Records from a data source

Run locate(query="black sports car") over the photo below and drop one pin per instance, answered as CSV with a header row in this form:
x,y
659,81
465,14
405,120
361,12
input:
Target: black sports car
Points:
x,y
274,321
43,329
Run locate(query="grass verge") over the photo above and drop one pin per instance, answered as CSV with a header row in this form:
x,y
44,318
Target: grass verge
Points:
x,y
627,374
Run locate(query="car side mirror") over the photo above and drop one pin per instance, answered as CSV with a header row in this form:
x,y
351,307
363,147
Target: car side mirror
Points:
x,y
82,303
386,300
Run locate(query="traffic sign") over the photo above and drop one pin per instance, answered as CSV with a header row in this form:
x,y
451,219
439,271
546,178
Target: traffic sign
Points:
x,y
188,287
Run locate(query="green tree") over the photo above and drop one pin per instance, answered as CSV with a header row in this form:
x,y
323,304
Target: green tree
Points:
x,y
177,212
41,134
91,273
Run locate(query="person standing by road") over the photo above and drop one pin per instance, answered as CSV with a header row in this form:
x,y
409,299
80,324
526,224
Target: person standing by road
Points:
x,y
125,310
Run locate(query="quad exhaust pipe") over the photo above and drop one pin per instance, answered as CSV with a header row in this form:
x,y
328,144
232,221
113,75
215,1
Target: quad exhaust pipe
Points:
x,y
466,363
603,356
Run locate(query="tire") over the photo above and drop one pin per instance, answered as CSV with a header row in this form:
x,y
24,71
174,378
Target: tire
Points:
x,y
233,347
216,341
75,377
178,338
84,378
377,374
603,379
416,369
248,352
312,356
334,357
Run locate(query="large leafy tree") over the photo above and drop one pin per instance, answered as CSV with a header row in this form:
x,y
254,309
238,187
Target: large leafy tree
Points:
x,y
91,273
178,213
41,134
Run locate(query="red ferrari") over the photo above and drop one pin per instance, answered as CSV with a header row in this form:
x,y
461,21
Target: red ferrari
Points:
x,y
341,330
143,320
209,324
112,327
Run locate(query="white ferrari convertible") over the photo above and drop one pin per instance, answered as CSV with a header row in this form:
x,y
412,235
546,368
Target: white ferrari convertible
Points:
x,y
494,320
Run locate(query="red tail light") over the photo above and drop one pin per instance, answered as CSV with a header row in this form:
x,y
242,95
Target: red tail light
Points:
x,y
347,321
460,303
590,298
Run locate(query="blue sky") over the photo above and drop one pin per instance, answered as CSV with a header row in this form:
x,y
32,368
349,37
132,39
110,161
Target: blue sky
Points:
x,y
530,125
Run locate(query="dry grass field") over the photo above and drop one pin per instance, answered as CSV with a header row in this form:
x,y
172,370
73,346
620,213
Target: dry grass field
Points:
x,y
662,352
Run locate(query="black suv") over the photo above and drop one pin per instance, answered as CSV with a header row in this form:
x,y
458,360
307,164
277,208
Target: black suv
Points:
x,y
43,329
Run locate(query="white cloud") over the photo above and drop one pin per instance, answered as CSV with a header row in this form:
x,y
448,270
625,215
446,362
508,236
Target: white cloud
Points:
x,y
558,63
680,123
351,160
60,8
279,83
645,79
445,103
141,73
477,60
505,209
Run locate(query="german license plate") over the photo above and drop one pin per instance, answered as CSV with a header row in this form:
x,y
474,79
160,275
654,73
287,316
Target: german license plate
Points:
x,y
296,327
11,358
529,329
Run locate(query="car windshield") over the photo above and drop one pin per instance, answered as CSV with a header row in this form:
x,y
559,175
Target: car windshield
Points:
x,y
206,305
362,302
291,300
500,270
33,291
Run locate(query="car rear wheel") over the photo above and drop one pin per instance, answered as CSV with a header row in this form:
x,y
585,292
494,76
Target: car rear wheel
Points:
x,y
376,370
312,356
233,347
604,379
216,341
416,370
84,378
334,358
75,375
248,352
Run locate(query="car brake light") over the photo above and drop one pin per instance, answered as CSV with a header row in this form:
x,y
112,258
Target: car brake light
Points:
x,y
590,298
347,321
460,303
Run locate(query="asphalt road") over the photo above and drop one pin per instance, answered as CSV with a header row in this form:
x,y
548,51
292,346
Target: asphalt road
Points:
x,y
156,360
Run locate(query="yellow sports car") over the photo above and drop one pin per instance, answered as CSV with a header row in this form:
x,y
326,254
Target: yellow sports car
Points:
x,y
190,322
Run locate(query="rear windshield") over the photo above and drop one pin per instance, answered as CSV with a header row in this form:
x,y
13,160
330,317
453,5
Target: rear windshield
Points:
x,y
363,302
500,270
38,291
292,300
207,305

* **EXERCISE**
Using the records above, report each line with the string "cloud".

* **OUTPUT OF THE TASK**
Run locate(query="white cloud") over the photo above and drop one pin per instance, answered as CSV with a header row in this form:
Target: white cloud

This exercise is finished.